### [To-do list]
#1 List each constant that the affine cipher exercise text assigns a numerical value to, together with that value.
#2 Summarize the affine cipher exercise text in two sentences.
#3 Resume the affine cipher exercise text from the point at which it stops.
___ Source extract ___
Exercise 1 requires that we de-cipher some encrypted text. The text provided in the file [`encrypted01.bin`](./encryted01.bin) (click file to open in JupyterLab) has been encrypted by using an affine cipher. The affine cypher is a very simple type of monoalphabetic substitution cypher where each numerical character of the alphabet is encrypted using a mathematical function. The encryption function is defined as;

$E(x)=(Ax+B) mod M$

Where $A$ and $B$ are keys of the cypher, $mod$ is the modulo operation and $A$ and $M$ are co-prime. For this exercise the value of $A$ is `15`, $B$ is `27` and $M$ is `128` (the size of the ASCII alphabet). The affine decryption function is defined as:

$D(x)= A^{-1} (x-B)  mod M$

Where $A^{-1}$ is the modular multiplicative inverse of $A$ modulo $M$. For this exercise $A^{-1}$ has a value of `111`. 

Note: The $mod$ operation is not the same as the remainder operator (`%`) for negative numbers. A suitable $mod$ function (`modulo`) has been provided for the example. The provided function takes the form of `modulo(int a, int b)` where `a` in this case is everything left of the affine decryption function's $mod$ operator and `b` is everything to the right of the $mod$ operator.

As each of the encrypted character values are independent we can use the GPU to decrypt them in parallel. To do this we will launch a thread for each of the encrypted character values and use a kernel function to perform the decryption. Starting from the code provided in [`exercise01.cu`](./exercise01.cu) (click file to open and edit in JupyterLab), complete the following tasks;


### Step 1

Modify the `modulo` function by adding the correct function decorator so that it can be called on the device by the `affine_decrypt` kernel. 

*Hint:* Using the `__device__` decorator will ensure that the function will be compiled as device code and will then be available to call by CUDA Kernels and other device functions.
___ Data provided ___
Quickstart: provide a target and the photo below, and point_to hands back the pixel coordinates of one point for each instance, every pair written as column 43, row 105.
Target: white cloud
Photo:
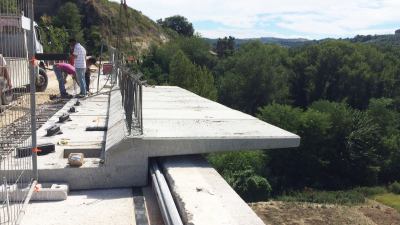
column 306, row 18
___
### [Written answers]
#1
A: 15
B: 27
M: 128
A⁻¹: 111

#2 The exercise asks for decryption of the text in encrypted01.bin, which was encrypted with an affine cipher using A = 15, B = 27 and M = 128, through the decryption function D(x) = A⁻¹(x − B) mod M with A⁻¹ equal to 111. Because each encrypted character value is independent, one GPU thread is launched per character, and the first step is to add the `__device__` decorator to the `modulo` function so that the `affine_decrypt` kernel can call it.

#3
Although your code won't perform any decryption at this point you can try to build it by running the following cell. Alternatively you can open a new Terminal from the JupyterLab File menu and run the command yourself. It should produce some compiler warnings about "declared but never referenced" variables.


In [None]:
!nvcc exercise01.cu -o exercise01

The above will compile and link the `exercise01.cu` file with the NVIDIA CUDA compiler (`nvcc`) and output (`-o`) the executable `exercise01`. At this stage the output buffer will only have junk within it but you can run the executable (in the code cell below) to confirm that it produces an output.

In [None]:
!./exercise01

### Step 02

Implement the decryption kernel (`affine_decrypt`) for a single block of threads with an `x` dimension of `N` (`1024`). A kernel definition stub is already provided in the source file. The function has two arguments. The input is provided in `d_input`. You should perform your calculation and store the result in `d_output`. You can use the inverse modulus `A`, `B` and `M` C pre-processor definitions (at the top of the source file). 


*Hint:* You can read a single character from the input array by using the `threadIdx` as an index. E.g.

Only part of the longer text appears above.